_Task to carry out:_
Using the entries that follow, write out the line containing "Sports-analytics tagging: mark the black rubber", the line containing "Sports-analytics tagging: mark the orange-handled", and every line between them, exactly and nothing else.

_Material shown:_
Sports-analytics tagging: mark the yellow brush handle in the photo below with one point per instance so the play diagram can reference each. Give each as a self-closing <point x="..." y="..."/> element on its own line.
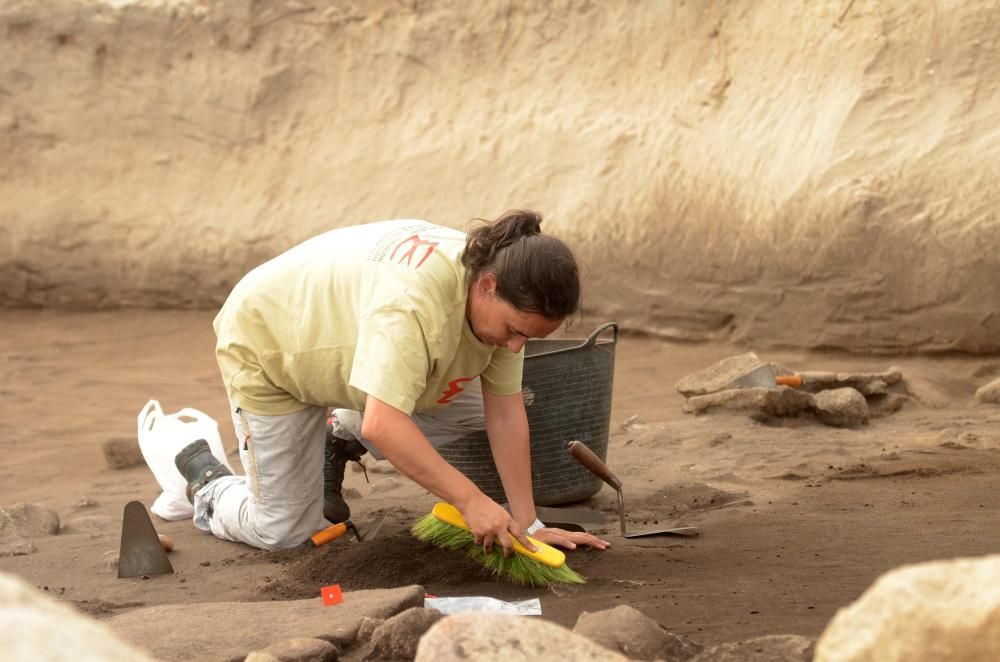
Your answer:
<point x="546" y="554"/>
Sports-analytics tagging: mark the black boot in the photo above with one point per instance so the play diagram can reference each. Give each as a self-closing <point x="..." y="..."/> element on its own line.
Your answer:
<point x="338" y="453"/>
<point x="197" y="464"/>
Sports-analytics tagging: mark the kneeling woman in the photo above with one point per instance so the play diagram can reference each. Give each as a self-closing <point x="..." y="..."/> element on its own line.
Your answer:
<point x="413" y="333"/>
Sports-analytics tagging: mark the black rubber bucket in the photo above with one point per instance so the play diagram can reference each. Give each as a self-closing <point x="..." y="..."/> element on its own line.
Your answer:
<point x="567" y="394"/>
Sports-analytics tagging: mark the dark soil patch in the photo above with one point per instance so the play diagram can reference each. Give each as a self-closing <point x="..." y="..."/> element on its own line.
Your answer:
<point x="393" y="560"/>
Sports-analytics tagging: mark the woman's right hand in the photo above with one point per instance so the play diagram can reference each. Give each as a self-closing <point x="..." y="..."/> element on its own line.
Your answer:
<point x="491" y="524"/>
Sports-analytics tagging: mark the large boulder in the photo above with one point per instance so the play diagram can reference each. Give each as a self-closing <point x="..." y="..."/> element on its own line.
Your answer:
<point x="33" y="626"/>
<point x="943" y="610"/>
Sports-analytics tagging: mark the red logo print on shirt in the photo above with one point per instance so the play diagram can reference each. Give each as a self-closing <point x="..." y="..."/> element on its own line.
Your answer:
<point x="454" y="388"/>
<point x="415" y="243"/>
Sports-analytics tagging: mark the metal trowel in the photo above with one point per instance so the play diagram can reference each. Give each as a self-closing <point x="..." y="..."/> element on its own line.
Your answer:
<point x="141" y="552"/>
<point x="596" y="466"/>
<point x="765" y="376"/>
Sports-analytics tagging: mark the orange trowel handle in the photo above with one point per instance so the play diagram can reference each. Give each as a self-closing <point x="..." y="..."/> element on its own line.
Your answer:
<point x="794" y="381"/>
<point x="329" y="534"/>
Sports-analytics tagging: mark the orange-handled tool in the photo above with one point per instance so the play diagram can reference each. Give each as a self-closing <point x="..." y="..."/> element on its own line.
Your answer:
<point x="794" y="381"/>
<point x="331" y="533"/>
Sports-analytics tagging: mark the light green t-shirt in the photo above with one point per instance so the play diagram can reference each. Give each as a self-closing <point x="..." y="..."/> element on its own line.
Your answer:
<point x="374" y="309"/>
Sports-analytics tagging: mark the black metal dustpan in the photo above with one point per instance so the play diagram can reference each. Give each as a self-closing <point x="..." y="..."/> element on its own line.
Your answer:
<point x="141" y="553"/>
<point x="589" y="459"/>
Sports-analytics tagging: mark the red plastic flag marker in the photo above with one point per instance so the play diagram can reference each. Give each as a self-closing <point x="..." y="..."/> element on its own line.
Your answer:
<point x="331" y="595"/>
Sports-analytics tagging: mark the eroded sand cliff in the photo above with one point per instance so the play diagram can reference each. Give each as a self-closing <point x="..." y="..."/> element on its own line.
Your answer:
<point x="815" y="174"/>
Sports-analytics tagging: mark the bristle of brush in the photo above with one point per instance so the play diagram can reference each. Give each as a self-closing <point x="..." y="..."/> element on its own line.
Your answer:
<point x="515" y="568"/>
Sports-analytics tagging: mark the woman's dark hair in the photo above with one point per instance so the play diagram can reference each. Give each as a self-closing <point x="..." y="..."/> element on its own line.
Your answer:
<point x="535" y="273"/>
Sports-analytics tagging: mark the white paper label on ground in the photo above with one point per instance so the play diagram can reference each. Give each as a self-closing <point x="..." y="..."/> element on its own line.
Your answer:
<point x="530" y="607"/>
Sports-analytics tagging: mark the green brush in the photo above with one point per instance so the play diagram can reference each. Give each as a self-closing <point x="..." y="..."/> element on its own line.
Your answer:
<point x="445" y="527"/>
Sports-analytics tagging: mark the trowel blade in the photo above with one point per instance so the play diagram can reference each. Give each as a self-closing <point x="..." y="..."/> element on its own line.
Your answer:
<point x="141" y="552"/>
<point x="763" y="376"/>
<point x="686" y="531"/>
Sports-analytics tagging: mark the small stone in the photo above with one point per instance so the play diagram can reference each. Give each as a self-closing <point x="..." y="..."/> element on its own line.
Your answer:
<point x="634" y="423"/>
<point x="16" y="546"/>
<point x="303" y="649"/>
<point x="368" y="626"/>
<point x="841" y="407"/>
<point x="122" y="452"/>
<point x="398" y="636"/>
<point x="384" y="485"/>
<point x="771" y="648"/>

_The completed task:_
Sports-analytics tagging: mark the black rubber bucket in the photo above with one point per instance so the play diagram can reference each. Give each as a self-closing <point x="..." y="..."/> element on its own line.
Your answer:
<point x="567" y="394"/>
Sports-analytics tagging: mark the dark soil patch in the photo above with one point per instance so the play diagram can reference each. Give each as a self-closing <point x="..." y="..."/> element on its own line.
Your answer:
<point x="393" y="560"/>
Sports-analytics tagging: mark the woman's right hand in the photo above with one point per instance so the play diagram can reference each. Give each as a self-closing <point x="..." y="..."/> element on its own line.
Your answer:
<point x="491" y="524"/>
Sports-analytics tagging: mark the large boulder in the photo above with one point per instance so the play diagram can reference each. Give each as a self-closing <point x="..." y="..."/> element on its own line.
Your answer:
<point x="33" y="626"/>
<point x="943" y="610"/>
Sports-analytics tagging: mark the red logo print on shirt in the photo above with one point per instance so the play diagram can reference each. Give each as a self-closing <point x="..." y="..."/> element on its own line.
Your answer:
<point x="454" y="388"/>
<point x="415" y="243"/>
Sports-analytics tagging: mark the metal trowel in the photo above with one point per instance so the play diagram can reference each. Give each as a self-closing <point x="..." y="..."/> element on its own line.
Your answer:
<point x="141" y="552"/>
<point x="596" y="466"/>
<point x="765" y="376"/>
Sports-analytics tagging: mark the orange trowel handle in the photo above with one point per instance so the play diagram can reference each. Give each as a self-closing <point x="..." y="..."/> element on its own line.
Your answer:
<point x="794" y="381"/>
<point x="329" y="534"/>
Sports-analytics tagging: mark the orange-handled tool in the photo above with one point per instance so the play diagram can reference each. Give each as a self-closing <point x="..." y="..."/> element on its own line.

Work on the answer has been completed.